The Quality of Government datasets housed at the University of Gothenburg, Sweden (but published in English), consists of about 2500 indicators on national quality of governance (as measured by such indicators as corruption, bureaucratic quality, democracy), some of its hypothesized causes (e.g., colonial origin, religion, and ethnolinguistic fractionalization), and some of its hypothesized consequences (e.g., GDP per capita, educational attainment, infant mortality, gender bias, environmental sustainability, life satisfaction, and trust). The indicators were compiled from about 100 sources. The Standard TS [time series] dataset has data on each indicator in each year from 1946 to 2016, provided a credible estimate can be found. The unit of analysis is the country-year — hence, Sweden-1946, Sweden-1947, and so on.
UNdata includes 33 regularly updated databases with more than 60 million separate pieces of information on such topics as “Agriculture, Crime, Education, Employment, Energy, Environment, Health, HIV/AIDS, Human Development, Industry, Information and Communication Technology, National Accounts, Population, Refugees, Tourism, and Trade.”

-------------------------

- **Complete the following**
[a] Decide whether each statement agrees with the dataset excerpt, answering yes or no and quoting the words of the excerpt that settle it: (i) the Quality of Government datasets are published in Swedish; (ii) the indicators in the Quality of Government datasets come from about 100 sources; (iii) UNdata includes 33 regularly updated databases.
[b] According to the dataset excerpt, what is the unit of analysis in the Standard TS dataset?
The records that follow have no connection to the dataset excerpt.

-------------------------

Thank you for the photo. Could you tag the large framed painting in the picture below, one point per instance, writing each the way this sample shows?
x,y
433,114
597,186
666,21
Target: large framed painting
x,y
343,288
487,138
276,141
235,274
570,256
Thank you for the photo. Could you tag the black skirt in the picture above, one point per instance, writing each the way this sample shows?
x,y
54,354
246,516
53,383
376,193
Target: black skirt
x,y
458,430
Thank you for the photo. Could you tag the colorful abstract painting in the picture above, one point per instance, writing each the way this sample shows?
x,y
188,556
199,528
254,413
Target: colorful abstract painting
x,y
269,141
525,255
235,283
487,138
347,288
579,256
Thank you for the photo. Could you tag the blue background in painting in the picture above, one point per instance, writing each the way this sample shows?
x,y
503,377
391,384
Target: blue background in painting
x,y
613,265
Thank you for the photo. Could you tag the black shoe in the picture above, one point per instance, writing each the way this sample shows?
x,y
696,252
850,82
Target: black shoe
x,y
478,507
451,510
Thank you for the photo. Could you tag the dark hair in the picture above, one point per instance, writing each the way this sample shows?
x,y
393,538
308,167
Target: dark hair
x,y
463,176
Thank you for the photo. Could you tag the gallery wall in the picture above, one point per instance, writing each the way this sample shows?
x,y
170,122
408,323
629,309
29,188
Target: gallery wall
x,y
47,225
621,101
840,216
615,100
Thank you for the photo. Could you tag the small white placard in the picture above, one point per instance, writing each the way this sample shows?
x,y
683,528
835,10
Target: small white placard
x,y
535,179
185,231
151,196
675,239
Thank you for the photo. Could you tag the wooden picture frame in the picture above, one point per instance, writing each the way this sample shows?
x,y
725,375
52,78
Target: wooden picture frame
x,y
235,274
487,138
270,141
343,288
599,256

-------------------------

- **Responses per task**
[a]
(i) No: "(but published in English)"
(ii) Yes: "The indicators were compiled from about 100 sources."
(iii) Yes: "UNdata includes 33 regularly updated databases"

[b] The country-year, such as Sweden-1946 or Sweden-1947.